» **Tâche demandée 1**
Extrayez le texte retenu dans son intégralité, mot pour mot.

» **Texte retenu**
Je voudrais d'abord rapporter une anecdote qui me semble particulièrement éclairante pour notre propos. Vers 1992 un jeune historien de Saint-Pétersbourg venait de terminer ses études. Il désirait commencer un travail de thèse et s'est adressé à un directeur de thèse potentiel pour lui proposer de travailler sur «la révolution conservatrice en Allemagne dans les années 1920». Or la réponse que le professeur lui a donnée me semble stupéfiante. Il lui a dit «ce n'est pas possible». Et la raison de cette impossibilité n'était pas fondée sur des arguments d'historiographie ou de recevabilité institutionnelle, mais sur des arguments d'ordre linguistique : si ce sujet de thèse était irrecevable, c'est qu'il ne pouvait tout simplement pas se formuler en russe! L'expression «révolution conservatrice» (konservativnaja revoljucija) n'était, selonlui, «pas du russe» (on dirait, en termes linguistiques, «agrammaticale»). En effet, d'après lui, le mot revoljucija en russe a uniquement des connotations positives, donc la suite konservativnaja revoljucija est irrecevable pour des raisons internes à la langue russe, cela ne peut pas se dire en russe.

Il me semble, au contraire, que ce refus était fondé sur des contraintes d'ordre discursif, et non de grammaticalité. On se trouve ainsi, devant une absence radicale de réflexion sur la différence entre langue et discours, devant une cécité à la dimension discursive. Or, malgré le rôle que Bakhtine a joué dans la culture russe, la dimension discursive, énonciative, et même pragmatique, est peu présente dans la réflexion sur la langue en Russie, alors même que socialement, institutionnellement, les discussions sur la langue y occupent une place beaucoup plus importante que, par exemple, en France.

» **Tâche demandée 2**
Relevez dans les enregistrements chaque ligne où figure le mot « blue », puis recopiez-la telle quelle.

» **Enregistrements fournis**
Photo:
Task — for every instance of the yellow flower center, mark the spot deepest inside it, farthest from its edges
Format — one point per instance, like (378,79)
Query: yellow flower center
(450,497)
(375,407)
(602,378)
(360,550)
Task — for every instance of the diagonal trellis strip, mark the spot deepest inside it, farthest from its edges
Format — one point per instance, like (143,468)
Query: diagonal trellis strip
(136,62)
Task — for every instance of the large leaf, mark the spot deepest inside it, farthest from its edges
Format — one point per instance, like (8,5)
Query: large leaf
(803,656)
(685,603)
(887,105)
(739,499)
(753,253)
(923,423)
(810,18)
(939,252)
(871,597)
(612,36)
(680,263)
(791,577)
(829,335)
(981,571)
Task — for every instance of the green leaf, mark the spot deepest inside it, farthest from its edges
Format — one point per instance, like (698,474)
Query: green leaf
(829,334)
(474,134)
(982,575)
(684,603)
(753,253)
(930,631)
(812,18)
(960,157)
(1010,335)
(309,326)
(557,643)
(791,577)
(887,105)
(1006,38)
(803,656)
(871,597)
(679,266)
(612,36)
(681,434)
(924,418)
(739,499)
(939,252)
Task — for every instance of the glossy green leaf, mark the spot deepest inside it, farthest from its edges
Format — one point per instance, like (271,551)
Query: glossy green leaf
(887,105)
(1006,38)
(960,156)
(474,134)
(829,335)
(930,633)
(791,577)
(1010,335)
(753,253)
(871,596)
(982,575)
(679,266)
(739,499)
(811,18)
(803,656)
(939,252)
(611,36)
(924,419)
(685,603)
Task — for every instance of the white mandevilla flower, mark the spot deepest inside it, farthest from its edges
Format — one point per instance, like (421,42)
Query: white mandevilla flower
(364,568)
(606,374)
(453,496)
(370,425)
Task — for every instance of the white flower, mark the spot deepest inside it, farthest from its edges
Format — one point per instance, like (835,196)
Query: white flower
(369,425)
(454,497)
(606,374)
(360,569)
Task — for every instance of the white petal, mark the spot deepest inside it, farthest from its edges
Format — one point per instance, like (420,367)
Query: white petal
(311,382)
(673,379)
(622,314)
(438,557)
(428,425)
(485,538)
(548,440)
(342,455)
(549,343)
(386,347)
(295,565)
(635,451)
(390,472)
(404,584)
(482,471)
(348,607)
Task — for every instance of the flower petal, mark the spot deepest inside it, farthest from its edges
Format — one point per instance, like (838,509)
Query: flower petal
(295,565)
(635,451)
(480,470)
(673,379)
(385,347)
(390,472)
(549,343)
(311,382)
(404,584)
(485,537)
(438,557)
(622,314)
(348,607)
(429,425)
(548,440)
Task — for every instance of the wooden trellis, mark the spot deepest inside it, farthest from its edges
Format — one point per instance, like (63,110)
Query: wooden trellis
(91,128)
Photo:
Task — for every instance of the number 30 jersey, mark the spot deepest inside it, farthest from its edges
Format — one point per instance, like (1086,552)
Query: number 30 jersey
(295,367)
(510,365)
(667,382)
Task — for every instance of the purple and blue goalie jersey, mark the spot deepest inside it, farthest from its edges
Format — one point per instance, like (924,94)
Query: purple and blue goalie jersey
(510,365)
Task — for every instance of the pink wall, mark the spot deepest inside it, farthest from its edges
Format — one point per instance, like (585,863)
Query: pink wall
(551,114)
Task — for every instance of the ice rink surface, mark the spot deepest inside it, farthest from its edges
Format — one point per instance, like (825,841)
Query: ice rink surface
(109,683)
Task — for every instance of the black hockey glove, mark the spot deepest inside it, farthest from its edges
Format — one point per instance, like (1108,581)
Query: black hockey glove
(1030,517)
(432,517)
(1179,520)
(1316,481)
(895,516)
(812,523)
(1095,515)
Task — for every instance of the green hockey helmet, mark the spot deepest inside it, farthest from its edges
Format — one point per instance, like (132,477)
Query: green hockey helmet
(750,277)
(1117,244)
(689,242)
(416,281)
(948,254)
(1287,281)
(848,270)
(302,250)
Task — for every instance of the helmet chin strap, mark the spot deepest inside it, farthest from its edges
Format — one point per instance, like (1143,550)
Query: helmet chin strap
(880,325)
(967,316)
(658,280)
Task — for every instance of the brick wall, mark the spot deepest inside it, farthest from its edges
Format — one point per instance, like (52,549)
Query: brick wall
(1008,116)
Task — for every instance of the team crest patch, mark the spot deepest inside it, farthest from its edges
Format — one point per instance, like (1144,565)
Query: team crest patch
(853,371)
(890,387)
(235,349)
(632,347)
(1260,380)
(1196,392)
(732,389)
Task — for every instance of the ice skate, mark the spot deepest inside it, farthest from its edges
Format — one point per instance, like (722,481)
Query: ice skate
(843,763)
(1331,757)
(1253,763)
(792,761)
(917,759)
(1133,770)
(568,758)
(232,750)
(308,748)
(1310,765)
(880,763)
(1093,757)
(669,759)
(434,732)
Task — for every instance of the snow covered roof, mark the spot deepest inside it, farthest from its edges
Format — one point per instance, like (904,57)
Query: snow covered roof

» **Réponse finale 1**
Je voudrais d'abord rapporter une anecdote qui me semble particulièrement éclairante pour notre propos. Vers 1992 un jeune historien de Saint-Pétersbourg venait de terminer ses études. Il désirait commencer un travail de thèse et s'est adressé à un directeur de thèse potentiel pour lui proposer de travailler sur «la révolution conservatrice en Allemagne dans les années 1920». Or la réponse que le professeur lui a donnée me semble stupéfiante. Il lui a dit «ce n'est pas possible». Et la raison de cette impossibilité n'était pas fondée sur des arguments d'historiographie ou de recevabilité institutionnelle, mais sur des arguments d'ordre linguistique : si ce sujet de thèse était irrecevable, c'est qu'il ne pouvait tout simplement pas se formuler en russe! L'expression «révolution conservatrice» (konservativnaja revoljucija) n'était, selonlui, «pas du russe» (on dirait, en termes linguistiques, «agrammaticale»). En effet, d'après lui, le mot revoljucija en russe a uniquement des connotations positives, donc la suite konservativnaja revoljucija est irrecevable pour des raisons internes à la langue russe, cela ne peut pas se dire en russe.

Il me semble, au contraire, que ce refus était fondé sur des contraintes d'ordre discursif, et non de grammaticalité. On se trouve ainsi, devant une absence radicale de réflexion sur la différence entre langue et discours, devant une cécité à la dimension discursive. Or, malgré le rôle que Bakhtine a joué dans la culture russe, la dimension discursive, énonciative, et même pragmatique, est peu présente dans la réflexion sur la langue en Russie, alors même que socialement, institutionnellement, les discussions sur la langue y occupent une place beaucoup plus importante que, par exemple, en France.

» **Réponse finale 2**
Task — for every instance of the purple and blue goalie jersey, mark the spot deepest inside it, farthest from its edges
Query: purple and blue goalie jersey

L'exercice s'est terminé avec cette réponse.